→ Task to complete: Set down, word for word, the stretch of lines from the one containing "Question. For every instance of the antenna" to the end of the records below.

[Collected data entries]
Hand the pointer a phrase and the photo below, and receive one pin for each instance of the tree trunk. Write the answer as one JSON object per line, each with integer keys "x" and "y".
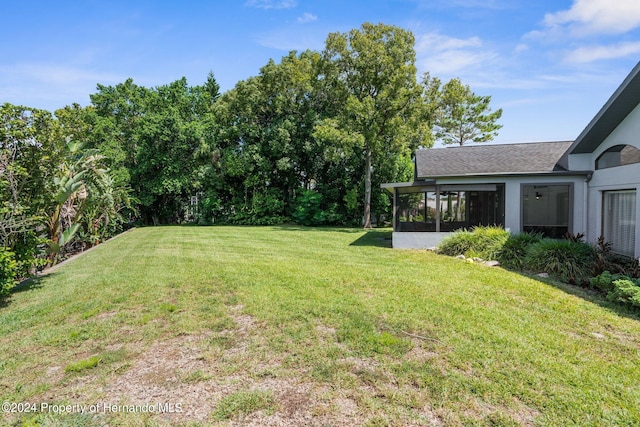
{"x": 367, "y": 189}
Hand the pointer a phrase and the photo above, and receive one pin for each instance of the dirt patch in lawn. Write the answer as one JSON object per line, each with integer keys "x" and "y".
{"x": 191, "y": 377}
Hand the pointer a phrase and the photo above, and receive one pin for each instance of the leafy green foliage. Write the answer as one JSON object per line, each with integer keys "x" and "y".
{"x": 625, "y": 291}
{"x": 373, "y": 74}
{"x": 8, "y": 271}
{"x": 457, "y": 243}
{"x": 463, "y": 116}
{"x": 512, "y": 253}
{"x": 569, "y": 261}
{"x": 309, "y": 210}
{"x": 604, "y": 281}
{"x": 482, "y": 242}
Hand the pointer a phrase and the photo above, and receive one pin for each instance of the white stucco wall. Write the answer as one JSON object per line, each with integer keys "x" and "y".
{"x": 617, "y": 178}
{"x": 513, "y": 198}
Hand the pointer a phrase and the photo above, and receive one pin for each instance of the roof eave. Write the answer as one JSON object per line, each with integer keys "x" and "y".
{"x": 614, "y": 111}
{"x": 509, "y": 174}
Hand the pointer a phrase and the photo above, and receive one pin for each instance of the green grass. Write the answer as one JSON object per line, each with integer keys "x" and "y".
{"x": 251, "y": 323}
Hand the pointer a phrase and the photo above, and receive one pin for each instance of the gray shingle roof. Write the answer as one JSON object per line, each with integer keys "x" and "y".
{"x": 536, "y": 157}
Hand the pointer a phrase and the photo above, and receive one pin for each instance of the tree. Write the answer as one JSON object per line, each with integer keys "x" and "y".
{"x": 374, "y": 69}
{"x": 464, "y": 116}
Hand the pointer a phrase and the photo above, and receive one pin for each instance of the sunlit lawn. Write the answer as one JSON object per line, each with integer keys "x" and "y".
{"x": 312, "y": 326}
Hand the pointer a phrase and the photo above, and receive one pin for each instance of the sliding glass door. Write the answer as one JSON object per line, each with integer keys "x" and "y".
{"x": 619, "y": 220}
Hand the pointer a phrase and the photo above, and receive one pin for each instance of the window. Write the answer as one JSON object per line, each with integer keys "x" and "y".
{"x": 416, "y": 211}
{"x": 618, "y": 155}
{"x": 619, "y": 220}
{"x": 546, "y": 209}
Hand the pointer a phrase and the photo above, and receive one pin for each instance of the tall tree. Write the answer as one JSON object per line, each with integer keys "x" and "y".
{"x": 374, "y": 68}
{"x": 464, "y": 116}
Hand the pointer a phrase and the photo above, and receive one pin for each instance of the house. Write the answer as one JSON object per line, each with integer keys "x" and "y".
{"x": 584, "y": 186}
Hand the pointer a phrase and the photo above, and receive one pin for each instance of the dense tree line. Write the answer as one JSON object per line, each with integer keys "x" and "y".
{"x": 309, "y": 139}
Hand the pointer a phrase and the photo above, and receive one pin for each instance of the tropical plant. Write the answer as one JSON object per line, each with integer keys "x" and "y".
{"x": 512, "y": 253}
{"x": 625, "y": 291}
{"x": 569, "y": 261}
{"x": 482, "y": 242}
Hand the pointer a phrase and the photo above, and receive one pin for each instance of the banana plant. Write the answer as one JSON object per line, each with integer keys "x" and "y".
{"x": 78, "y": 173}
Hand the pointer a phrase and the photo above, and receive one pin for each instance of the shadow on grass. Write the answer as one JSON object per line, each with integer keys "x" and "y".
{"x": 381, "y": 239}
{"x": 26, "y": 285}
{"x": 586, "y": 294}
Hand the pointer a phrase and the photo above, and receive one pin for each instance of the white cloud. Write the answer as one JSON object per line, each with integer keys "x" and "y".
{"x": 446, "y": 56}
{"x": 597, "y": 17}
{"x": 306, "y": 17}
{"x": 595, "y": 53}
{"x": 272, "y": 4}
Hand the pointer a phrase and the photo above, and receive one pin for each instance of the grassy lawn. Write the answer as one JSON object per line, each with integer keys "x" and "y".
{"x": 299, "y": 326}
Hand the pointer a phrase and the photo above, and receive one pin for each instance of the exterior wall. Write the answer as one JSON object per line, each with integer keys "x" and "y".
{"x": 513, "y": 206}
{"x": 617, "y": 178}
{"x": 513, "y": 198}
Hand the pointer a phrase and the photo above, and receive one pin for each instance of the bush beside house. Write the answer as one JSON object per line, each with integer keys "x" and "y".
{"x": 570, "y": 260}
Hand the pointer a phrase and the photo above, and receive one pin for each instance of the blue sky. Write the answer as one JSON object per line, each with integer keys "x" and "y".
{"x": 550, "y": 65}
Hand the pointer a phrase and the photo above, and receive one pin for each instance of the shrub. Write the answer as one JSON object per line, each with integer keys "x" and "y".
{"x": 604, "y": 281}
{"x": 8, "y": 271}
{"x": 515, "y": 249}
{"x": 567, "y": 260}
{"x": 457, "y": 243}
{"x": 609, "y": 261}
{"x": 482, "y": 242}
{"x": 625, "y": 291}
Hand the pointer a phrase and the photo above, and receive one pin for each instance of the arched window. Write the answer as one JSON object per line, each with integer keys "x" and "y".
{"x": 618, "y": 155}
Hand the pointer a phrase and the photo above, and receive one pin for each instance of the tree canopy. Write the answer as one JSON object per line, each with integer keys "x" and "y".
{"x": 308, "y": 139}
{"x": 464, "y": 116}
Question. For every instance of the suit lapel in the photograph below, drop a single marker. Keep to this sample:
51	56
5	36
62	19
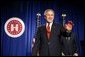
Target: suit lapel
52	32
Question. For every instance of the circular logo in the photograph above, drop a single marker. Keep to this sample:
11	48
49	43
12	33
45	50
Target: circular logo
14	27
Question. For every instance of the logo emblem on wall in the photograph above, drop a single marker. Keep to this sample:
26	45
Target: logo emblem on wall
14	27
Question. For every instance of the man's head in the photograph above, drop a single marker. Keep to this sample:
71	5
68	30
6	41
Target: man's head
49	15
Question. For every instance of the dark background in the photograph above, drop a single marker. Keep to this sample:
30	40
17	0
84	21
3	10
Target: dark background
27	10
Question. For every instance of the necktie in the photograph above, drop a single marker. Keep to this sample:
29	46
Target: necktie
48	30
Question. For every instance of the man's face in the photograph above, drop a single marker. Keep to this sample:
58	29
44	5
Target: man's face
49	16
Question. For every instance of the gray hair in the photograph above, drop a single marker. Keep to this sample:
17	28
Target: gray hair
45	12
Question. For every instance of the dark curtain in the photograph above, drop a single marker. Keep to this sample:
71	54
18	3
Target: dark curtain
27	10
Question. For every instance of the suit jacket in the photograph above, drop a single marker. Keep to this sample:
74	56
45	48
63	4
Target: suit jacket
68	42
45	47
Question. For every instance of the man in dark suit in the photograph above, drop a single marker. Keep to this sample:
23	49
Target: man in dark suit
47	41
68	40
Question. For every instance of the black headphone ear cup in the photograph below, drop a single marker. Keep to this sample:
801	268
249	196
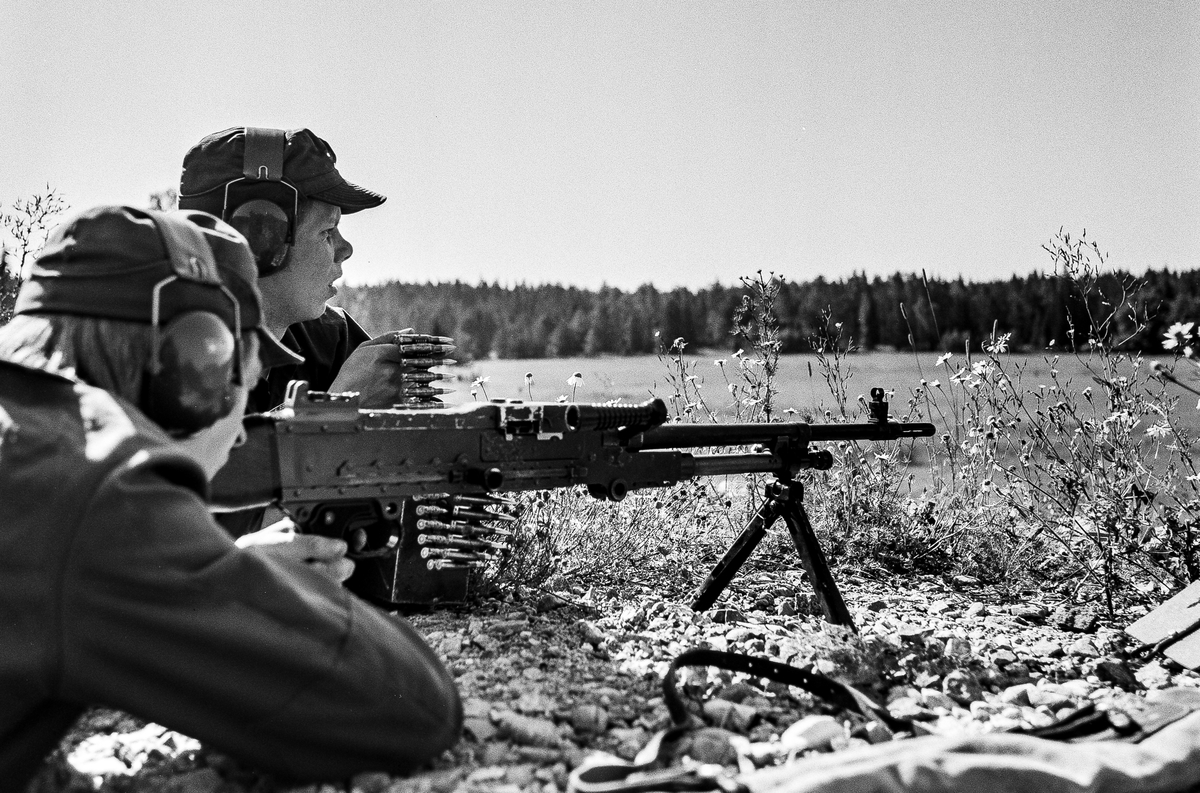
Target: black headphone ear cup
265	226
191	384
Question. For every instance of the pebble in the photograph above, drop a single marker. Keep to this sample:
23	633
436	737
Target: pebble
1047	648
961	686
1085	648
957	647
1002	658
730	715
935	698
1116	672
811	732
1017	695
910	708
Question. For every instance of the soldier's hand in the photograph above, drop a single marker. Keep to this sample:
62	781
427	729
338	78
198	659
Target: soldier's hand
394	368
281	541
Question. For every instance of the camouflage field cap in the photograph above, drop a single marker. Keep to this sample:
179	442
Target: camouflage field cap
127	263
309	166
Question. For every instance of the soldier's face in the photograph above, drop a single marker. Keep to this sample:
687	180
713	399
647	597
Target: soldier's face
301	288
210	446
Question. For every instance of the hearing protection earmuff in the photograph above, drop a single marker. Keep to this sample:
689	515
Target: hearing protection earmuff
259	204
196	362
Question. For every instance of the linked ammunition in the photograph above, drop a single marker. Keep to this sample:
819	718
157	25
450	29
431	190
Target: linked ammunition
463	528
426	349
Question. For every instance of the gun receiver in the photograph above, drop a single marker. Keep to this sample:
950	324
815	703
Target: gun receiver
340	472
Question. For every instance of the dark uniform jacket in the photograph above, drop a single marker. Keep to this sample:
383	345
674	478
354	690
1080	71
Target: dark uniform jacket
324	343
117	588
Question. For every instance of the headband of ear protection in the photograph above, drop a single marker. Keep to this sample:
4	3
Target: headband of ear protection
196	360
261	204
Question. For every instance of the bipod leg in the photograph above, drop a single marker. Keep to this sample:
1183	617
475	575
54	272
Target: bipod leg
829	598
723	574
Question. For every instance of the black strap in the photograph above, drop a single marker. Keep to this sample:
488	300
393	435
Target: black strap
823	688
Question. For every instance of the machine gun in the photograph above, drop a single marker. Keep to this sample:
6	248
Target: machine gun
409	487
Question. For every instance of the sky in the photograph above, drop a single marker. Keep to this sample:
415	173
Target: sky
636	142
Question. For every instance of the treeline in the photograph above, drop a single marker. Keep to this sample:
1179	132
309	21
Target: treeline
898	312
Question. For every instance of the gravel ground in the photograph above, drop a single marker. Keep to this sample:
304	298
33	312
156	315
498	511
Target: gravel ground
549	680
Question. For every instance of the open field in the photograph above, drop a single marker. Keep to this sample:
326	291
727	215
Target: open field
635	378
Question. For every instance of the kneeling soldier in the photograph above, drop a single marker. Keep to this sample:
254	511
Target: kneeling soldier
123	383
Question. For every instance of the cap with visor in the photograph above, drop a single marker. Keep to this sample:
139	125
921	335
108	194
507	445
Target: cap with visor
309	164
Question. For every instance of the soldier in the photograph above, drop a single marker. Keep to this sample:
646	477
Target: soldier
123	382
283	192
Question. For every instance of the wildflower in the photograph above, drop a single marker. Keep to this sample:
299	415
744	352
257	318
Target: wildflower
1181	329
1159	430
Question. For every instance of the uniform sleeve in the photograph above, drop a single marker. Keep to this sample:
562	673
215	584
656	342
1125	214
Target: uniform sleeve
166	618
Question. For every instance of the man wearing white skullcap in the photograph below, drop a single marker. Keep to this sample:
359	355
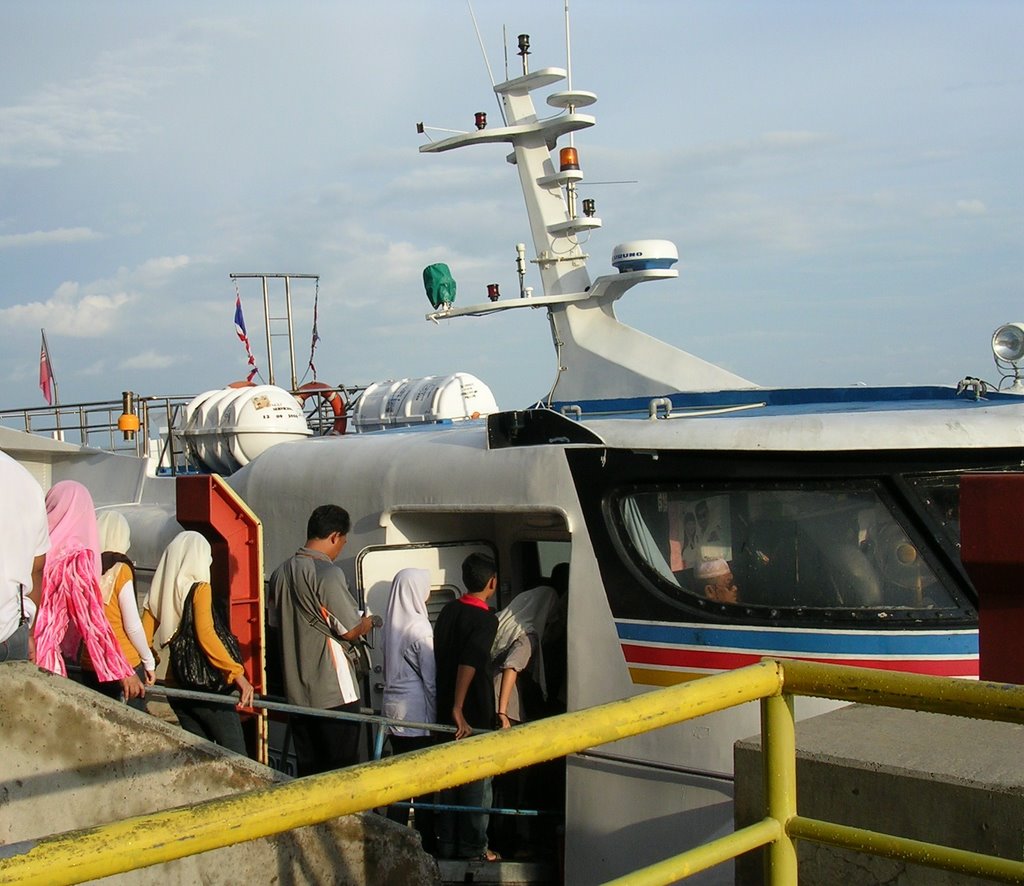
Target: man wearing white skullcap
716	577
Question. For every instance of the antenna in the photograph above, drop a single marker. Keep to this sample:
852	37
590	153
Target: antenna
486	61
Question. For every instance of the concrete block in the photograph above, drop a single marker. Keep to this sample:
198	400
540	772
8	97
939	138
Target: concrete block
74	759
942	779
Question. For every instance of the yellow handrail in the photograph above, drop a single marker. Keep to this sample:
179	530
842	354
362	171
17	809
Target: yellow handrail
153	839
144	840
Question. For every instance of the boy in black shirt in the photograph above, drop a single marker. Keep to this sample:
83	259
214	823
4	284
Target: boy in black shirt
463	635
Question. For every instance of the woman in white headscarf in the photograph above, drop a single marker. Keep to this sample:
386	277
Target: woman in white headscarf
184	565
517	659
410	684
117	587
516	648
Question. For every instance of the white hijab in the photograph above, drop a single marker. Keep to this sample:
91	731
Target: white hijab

→ Correct response:
Question. For every instance of the antenna in the photograph above, drop a single marker. Keep to this sample:
852	37
590	153
Target: antenna
486	61
Question. For every instance of the concrete block in the photograph above, drop a single marker. Keep to this sample:
198	400
540	772
8	97
939	138
Target: concrete block
74	759
942	779
Question. For every instance of the yellow handrail in the photograph above, drop a single marker. Keep to this sample:
179	530
842	354
362	171
17	809
Target: yellow handrail
153	839
144	840
Question. For every instance of the boy in black shirt in the photograph above, drop a single marker. Keep to this sample:
83	259
214	823
4	284
Target: boy in black shirt
463	635
Question. For every instance of the woman in white headscarf in the photograph above, drop a single marker. Keep to this sample:
386	277
Target: woman in white headscarf
184	565
517	659
410	684
117	587
516	648
Question. For every instance of the white hijab in the photograph above, drop a single marker. Keep to this sample:
91	731
Target: white hijab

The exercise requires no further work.